Carry on the review below of Jørgen Leth's book about the Tour de France, picking up right after its final sentence.

### Extract to read

Do you love the Tour de France? If not, this book is not for you.
With that said, let’s talk about it anyway. In this book, he covers specifically the Tour de France but also other events in professional cycling. The book is originally published in 1995 so the amazing year (1996) where the Dane Bjarne Riis won the Tour is not covered, neither is the victories of Marco Pantani, Floyd Landis, Jan Ullrich, Alberto Contador – or Lance Armstrong. Well, except in a brief foreword to the 2009 edition for some of them. And this is my main problem with the book – I started following the Tour in the early 90s so I don’t know that much about the years before and while it is interesting and Leth writes it well, I would have loved to have read more about the riders I knew and know and the races I’ve watched. This is flashbacks to Leth’s personal highlights of the Tour, his thoughts on professional cycling, doping, food in France, working as a film director and a commentator and more. And it’s fascinating.
As I’ve written earlier, Jørgen Leth has a way with words. And even though this is a non-fiction book about a bike race, it’s wonderfully written. And I don’t think the beauty of it’s writing is only because Leth is a poet and has a way with words. It’s also because he writes about what he loves.
Jørgen Leth loves bike racing and he writes about this love, specifically about his love for the Tour de France. He writes about his heroes, how he in particular love the tormented riders, the ones who has a bit more to fight against than just the stages and the mountains. He is drawn to the underdog, the rider who has weak knees, who doesn’t believe in himself, who struggles against inner demons. He loves the riders who can attack and shake everything up. And maybe that is because of his poetic eyes which see the beauty in the struggle, the beauty in the lone rider struggling across the highest mountains pursued by a chasing peloton, the beauty in an attacker cheating the sprinters of their finish.

######
### Data records

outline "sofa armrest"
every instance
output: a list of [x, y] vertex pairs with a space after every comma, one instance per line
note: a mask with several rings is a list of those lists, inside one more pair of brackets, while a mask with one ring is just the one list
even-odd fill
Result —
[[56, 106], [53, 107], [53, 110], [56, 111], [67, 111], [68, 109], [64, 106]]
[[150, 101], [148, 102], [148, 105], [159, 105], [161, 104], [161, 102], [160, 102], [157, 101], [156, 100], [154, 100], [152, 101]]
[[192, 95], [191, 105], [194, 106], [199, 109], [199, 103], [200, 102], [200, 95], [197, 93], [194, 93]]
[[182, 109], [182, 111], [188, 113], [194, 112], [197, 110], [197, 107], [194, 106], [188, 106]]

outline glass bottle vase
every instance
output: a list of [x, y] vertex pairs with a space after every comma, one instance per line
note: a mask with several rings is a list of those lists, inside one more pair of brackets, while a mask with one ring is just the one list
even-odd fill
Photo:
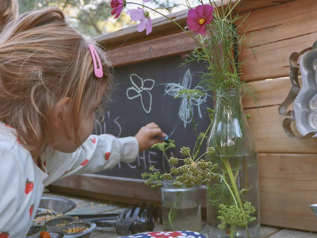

######

=== Task response ===
As he puts it: ‘Bike riders ride bicycles. They ride from one place to another. They ride up, and they ride down. The first to arrive at the finish, has won. Along the way, things happen. It’s as simple as that.’ (p. 303 – my translation). And it is as simple as that. But what he then goes on to point out, is, that out of this, people emerge, looking directly out of the pictures, trying to create something extraordinary. And when that happens, Leth is ready to see it and frame it. To spot the moment which steps out of itself to become something durable. Something to remember and look back on.
And that’s exactly what he does – both as a commentator and as a writer. He spots the extraordinary in the ordinary. He sees the beauty in the struggle, he praises the courageous and cheers the fighters. His sharp eyes separates the contenders from the pretenders – but praises the pretenders when they dare, even if they fail. As long as they fail in an epic way. And he frames it all in beautiful words for the rest of us – along with commentating on the landscape, the weather, the geography, all of which add that extra dimension to both the race and extraordinariness of it all.
Such a pity that this book hasn’t been translated.
- Title: Den gule trøje i de høje bjerge
- Author: Jørgen Leth
- Publisher: Gyldendal
- Year: 2009 (1995)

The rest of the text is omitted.